Selected text.

····················

Revised March 17, 2014
CS 370: Numerical Computation
Watch a video introduction to the course on YouTube.
General description
This course introduces students to the basic algorithms, software environments, and applications of scientific
computing. Simple but realistic examples
are used to motivate the study of
numerical methods.
Logistics
Audience
- CS major students and students pursuing a CS minor
- Students interested in a career in
computational support of engineering or scientific
applications, such as CAD/CAM, graphics, or finance
Normally available
Related courses
- Predecessors: (One of MATH 118, 119, 128, 138, 148), (One of MATH 114, 115, 106/125, 136, 146), (One of CS 234, 241, 246); Not open to General Mathematics students
- Successors: CS 473, 475, 476
- Anti-requisites: AMATH 242/341/CM 271/CS 371, CS 335, 337, ECE 204, 304
For official details, see the UW calendar.
Software/hardware used
Typical reference(s)

····················

Activity A. Please repeat the part of the CS 370 course description starting at "General description" and ending at "numerical methods.".
Activity B. List every course the CS 370 course description names as a successor.
Activity C. According to the CS 370 course description, which students is the course not open to?

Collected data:
····················

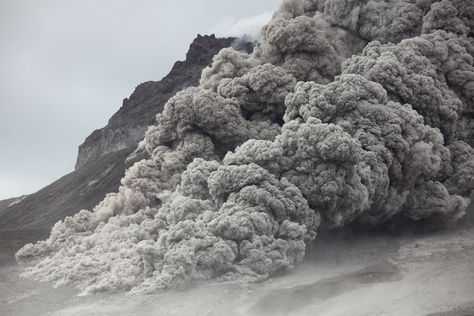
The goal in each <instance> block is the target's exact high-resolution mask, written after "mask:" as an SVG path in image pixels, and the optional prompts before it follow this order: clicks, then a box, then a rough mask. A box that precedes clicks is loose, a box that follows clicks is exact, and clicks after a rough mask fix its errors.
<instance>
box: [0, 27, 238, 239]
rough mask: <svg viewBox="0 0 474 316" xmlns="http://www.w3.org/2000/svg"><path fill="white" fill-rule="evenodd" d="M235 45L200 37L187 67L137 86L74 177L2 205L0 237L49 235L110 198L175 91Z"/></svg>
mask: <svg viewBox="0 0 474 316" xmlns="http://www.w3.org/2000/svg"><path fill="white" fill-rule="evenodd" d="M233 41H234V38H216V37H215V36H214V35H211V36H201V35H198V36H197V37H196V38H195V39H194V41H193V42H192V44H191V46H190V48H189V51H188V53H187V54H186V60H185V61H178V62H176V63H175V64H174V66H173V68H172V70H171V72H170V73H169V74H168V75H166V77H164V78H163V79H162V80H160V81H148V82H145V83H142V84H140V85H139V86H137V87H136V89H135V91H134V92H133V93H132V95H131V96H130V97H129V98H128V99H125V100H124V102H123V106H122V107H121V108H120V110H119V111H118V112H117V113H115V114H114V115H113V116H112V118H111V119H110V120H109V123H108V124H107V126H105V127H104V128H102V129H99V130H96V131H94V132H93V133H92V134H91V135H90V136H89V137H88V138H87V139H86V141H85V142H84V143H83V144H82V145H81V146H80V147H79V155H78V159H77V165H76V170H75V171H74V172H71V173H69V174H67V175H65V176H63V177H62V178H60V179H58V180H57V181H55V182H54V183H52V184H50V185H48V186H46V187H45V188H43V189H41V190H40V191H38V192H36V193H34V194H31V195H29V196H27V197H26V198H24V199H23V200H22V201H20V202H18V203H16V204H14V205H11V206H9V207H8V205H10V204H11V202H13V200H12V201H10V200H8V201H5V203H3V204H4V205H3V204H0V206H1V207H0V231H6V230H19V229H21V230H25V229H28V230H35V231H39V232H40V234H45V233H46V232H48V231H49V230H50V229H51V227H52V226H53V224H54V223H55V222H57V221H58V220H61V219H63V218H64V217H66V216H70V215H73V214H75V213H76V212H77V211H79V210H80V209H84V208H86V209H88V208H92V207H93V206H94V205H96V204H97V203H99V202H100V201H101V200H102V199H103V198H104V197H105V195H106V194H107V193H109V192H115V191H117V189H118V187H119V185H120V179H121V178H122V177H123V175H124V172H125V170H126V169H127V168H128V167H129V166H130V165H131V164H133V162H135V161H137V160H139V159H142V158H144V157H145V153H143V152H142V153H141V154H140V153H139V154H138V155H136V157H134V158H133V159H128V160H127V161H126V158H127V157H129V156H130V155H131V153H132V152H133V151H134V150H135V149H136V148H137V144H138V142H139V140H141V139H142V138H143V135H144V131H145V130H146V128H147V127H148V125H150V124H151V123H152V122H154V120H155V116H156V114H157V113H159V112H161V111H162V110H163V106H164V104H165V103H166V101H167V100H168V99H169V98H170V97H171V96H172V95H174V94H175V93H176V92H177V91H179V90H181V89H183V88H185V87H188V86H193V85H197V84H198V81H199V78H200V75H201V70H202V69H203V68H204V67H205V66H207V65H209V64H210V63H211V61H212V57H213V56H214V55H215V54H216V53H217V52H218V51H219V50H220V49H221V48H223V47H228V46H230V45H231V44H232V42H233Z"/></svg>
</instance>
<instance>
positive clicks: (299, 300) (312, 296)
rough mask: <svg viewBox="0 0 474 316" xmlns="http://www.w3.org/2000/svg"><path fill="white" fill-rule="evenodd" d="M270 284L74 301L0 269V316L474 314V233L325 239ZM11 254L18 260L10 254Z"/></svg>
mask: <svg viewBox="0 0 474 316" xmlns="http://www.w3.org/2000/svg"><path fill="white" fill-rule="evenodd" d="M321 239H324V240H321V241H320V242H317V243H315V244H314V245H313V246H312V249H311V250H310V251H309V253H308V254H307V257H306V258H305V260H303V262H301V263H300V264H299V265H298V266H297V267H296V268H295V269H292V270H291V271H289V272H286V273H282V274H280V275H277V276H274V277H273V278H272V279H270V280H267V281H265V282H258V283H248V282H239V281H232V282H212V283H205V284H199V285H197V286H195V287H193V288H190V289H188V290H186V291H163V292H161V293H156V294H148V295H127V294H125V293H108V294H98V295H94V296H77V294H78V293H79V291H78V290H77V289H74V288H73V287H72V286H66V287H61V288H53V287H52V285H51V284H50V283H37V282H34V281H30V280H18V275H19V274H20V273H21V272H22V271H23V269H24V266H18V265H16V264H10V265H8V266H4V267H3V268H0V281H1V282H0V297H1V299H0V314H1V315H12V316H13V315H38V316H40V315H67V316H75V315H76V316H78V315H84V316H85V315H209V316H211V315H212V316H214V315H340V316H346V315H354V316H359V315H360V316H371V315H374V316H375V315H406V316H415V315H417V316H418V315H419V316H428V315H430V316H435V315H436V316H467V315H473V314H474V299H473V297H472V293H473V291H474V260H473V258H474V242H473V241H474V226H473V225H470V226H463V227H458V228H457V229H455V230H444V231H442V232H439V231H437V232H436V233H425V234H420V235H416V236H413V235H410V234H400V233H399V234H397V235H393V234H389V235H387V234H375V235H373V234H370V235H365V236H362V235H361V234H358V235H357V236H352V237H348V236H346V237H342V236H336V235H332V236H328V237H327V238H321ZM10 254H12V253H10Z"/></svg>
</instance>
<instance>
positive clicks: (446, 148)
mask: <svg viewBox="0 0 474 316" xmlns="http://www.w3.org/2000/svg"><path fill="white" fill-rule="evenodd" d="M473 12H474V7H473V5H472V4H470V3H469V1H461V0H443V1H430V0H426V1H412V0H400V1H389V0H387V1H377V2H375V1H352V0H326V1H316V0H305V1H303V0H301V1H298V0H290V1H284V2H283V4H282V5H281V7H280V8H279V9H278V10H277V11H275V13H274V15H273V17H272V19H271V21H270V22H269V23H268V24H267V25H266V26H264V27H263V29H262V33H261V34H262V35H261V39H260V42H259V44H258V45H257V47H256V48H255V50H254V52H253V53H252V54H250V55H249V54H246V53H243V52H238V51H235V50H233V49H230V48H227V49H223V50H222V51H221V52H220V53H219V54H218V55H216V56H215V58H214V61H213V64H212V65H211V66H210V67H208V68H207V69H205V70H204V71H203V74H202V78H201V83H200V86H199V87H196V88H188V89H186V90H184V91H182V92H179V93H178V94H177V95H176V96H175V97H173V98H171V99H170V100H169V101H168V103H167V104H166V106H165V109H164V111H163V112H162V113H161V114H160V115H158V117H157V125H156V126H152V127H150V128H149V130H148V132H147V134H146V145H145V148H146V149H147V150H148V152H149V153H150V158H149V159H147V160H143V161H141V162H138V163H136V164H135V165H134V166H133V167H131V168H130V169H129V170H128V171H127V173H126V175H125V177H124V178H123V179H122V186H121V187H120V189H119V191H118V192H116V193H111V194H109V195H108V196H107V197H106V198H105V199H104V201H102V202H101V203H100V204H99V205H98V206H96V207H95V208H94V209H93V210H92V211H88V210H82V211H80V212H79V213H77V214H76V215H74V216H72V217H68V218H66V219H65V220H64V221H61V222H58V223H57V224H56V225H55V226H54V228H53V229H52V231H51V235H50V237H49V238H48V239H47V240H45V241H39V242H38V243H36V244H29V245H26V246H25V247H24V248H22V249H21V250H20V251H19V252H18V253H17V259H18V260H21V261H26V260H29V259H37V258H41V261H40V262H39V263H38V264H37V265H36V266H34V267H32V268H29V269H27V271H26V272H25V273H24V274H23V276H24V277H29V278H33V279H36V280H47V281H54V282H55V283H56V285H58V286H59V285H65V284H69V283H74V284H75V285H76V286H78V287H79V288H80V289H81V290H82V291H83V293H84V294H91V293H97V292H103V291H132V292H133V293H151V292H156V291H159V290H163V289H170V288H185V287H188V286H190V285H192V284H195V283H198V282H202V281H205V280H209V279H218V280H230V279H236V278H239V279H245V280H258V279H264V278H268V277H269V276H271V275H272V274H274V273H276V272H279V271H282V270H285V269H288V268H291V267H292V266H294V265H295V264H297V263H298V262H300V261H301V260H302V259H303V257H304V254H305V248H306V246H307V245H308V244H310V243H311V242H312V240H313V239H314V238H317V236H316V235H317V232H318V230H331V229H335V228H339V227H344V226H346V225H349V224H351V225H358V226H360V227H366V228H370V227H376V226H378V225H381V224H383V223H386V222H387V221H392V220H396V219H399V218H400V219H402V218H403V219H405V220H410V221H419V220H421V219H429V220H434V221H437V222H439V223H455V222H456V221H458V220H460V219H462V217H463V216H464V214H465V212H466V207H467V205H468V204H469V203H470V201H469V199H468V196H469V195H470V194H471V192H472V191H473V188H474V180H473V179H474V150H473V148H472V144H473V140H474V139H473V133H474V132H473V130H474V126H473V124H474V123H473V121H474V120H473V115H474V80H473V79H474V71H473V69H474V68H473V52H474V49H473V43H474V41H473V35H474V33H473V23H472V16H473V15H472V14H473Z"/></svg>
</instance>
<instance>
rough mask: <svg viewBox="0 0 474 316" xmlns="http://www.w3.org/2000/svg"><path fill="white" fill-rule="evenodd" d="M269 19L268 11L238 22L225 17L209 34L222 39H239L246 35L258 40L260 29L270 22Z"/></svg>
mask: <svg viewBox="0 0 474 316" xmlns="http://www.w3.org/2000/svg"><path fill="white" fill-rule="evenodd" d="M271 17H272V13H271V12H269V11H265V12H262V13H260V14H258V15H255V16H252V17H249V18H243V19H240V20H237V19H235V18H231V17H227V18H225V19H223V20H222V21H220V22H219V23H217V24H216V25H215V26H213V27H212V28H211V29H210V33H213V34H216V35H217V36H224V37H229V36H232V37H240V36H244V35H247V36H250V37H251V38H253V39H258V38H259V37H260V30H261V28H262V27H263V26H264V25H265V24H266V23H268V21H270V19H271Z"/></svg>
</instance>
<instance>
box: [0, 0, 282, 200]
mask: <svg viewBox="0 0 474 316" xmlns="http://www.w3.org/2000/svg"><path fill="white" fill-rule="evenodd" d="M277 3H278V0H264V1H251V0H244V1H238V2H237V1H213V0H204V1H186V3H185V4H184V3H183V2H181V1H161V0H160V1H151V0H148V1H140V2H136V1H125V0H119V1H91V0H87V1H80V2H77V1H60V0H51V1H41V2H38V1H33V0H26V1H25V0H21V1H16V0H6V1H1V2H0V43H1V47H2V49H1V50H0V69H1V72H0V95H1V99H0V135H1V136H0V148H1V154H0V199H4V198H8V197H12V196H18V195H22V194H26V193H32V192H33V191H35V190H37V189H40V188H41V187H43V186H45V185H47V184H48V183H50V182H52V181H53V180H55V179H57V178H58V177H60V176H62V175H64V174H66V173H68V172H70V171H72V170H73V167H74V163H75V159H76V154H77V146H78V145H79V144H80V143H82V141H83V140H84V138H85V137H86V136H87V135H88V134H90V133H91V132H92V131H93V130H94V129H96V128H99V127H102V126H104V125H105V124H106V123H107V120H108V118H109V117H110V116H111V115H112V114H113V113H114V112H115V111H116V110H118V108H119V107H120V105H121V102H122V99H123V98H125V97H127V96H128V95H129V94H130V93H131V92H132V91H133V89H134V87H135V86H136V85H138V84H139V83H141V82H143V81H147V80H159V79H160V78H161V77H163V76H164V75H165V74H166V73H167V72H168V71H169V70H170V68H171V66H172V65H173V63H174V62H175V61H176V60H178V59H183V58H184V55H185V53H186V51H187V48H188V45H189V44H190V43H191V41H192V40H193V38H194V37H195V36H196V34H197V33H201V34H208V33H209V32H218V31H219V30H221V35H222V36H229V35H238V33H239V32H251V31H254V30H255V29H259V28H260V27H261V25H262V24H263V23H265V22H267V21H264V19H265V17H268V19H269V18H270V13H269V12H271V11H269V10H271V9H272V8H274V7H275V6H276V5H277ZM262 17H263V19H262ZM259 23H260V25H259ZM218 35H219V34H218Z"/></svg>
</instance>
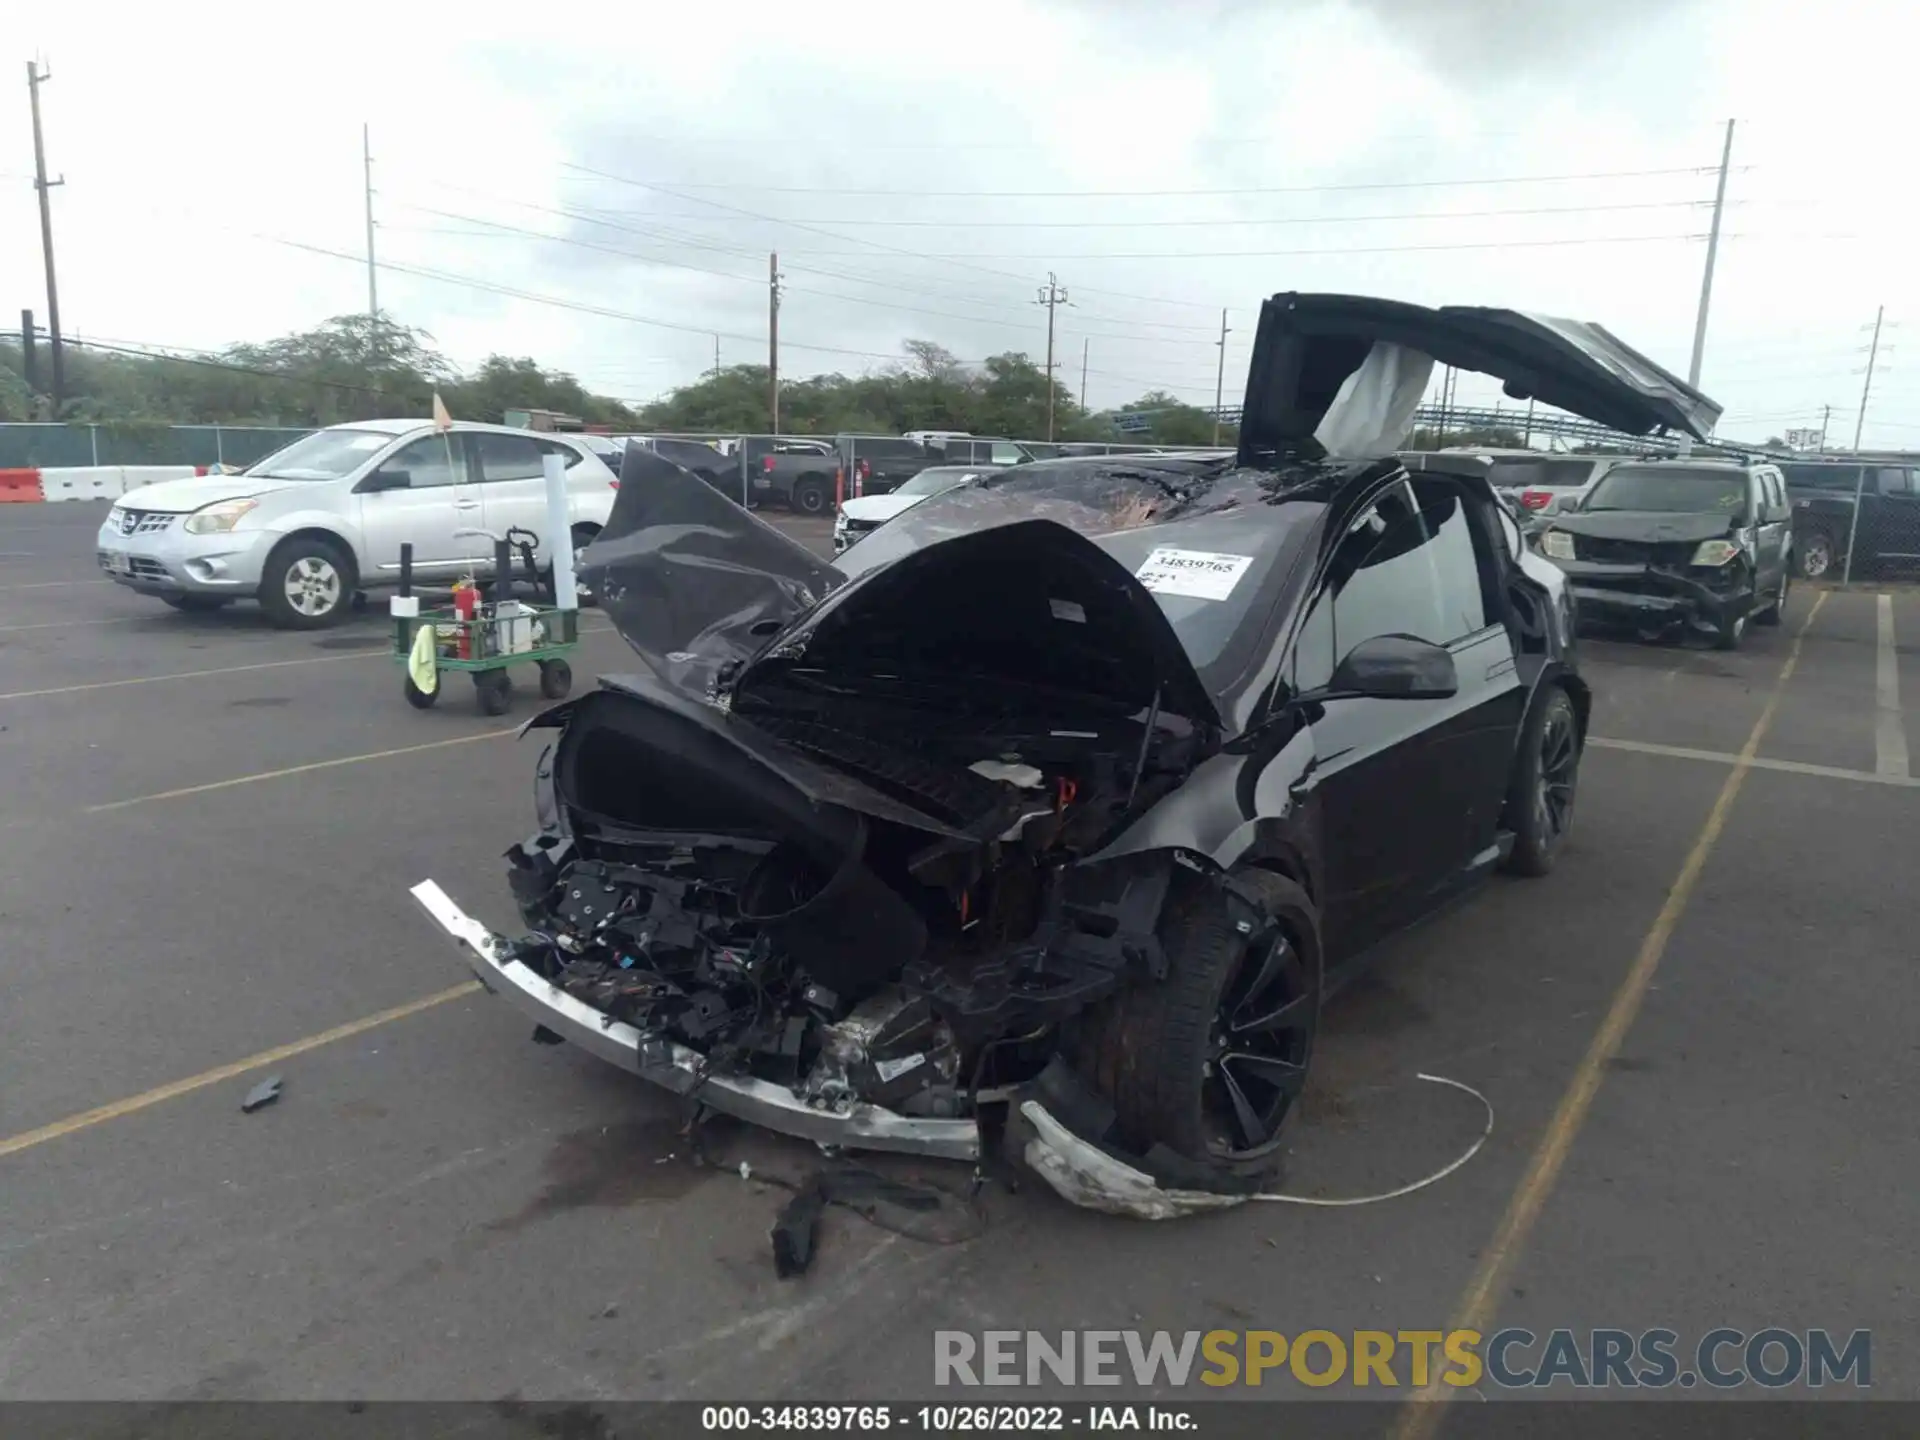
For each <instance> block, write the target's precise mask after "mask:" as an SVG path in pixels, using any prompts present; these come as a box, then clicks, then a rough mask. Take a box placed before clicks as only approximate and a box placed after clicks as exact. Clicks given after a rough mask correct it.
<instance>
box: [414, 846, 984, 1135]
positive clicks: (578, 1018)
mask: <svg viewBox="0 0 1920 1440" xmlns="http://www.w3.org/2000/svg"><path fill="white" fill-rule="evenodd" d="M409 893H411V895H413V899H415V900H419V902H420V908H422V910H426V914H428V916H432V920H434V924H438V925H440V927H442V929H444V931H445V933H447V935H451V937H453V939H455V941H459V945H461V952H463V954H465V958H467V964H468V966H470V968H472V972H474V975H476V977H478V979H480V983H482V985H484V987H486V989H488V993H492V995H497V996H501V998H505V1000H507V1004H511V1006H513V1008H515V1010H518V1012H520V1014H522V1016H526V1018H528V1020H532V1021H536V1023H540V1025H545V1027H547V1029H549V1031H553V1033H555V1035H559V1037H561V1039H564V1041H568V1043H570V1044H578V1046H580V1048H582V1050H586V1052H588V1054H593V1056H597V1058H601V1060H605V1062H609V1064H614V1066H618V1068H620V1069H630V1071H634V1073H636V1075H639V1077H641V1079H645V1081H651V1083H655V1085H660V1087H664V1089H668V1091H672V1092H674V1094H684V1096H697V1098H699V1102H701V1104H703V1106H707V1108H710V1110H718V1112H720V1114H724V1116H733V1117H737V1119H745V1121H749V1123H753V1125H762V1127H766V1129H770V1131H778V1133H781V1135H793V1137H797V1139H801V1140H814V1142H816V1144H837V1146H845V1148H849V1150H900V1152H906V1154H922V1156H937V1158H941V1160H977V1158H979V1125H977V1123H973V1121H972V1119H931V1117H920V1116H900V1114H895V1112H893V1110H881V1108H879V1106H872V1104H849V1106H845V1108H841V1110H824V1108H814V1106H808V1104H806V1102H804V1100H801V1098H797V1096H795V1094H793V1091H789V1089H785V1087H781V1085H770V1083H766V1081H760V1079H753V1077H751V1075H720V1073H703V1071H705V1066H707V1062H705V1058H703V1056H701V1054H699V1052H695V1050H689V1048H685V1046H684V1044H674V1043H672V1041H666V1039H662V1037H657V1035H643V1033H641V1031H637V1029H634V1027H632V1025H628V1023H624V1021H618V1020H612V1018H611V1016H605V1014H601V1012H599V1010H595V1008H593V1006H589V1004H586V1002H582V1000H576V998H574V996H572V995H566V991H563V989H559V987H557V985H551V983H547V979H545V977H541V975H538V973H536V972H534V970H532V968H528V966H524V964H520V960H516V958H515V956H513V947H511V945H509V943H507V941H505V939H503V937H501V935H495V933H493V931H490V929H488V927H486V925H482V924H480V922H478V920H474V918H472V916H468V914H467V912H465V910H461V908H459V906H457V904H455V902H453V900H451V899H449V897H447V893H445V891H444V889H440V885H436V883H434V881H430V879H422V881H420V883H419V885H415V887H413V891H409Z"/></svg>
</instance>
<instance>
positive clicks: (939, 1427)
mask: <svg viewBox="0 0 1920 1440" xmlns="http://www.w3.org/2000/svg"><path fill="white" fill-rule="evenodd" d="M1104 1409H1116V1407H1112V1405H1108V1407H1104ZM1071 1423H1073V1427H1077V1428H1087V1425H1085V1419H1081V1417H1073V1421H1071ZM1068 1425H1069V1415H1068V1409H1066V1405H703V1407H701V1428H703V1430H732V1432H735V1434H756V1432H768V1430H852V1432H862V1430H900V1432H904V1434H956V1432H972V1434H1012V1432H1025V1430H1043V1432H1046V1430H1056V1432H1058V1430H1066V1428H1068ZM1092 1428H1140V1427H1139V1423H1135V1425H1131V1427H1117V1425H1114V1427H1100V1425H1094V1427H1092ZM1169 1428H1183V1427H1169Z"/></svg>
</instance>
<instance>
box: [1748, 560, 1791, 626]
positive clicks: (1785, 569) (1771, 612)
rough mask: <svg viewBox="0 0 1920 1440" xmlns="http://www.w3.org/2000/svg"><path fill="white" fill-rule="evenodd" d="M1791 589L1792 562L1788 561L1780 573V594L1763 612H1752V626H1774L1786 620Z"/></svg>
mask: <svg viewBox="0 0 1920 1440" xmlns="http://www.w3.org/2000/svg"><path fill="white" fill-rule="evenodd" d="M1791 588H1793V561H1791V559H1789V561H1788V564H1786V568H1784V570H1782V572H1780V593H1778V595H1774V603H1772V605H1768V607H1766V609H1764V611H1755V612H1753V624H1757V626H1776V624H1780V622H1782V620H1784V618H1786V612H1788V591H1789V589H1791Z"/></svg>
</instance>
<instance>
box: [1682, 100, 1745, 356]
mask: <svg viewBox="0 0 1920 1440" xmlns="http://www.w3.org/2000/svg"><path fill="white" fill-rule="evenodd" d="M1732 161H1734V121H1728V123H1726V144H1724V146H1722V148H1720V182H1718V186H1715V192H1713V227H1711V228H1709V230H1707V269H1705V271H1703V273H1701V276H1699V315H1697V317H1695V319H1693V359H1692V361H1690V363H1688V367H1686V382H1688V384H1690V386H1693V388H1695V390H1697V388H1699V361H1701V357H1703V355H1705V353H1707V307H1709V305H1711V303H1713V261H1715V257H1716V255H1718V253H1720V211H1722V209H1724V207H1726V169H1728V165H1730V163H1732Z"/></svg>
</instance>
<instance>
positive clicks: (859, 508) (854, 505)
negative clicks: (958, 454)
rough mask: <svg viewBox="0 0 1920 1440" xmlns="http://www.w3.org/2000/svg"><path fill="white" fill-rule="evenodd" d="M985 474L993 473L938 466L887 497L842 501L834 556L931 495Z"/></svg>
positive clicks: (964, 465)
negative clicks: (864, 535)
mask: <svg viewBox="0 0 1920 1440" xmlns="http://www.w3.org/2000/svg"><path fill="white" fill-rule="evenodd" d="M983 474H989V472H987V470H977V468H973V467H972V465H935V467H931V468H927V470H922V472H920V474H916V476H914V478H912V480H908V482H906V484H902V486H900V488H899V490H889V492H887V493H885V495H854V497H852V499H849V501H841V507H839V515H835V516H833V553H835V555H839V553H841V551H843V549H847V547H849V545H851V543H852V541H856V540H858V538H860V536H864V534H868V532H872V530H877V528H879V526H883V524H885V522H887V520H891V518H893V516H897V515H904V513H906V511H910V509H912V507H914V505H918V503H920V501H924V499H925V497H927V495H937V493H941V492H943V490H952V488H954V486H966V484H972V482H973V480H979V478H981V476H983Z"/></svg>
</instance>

····················

Expected answer A.
General description
This course introduces students to the basic algorithms, software environments, and applications of scientific
computing. Simple but realistic examples
are used to motivate the study of
numerical methods.

Expected answer B. CS 473, CS 475, CS 476

Expected answer C. General Mathematics students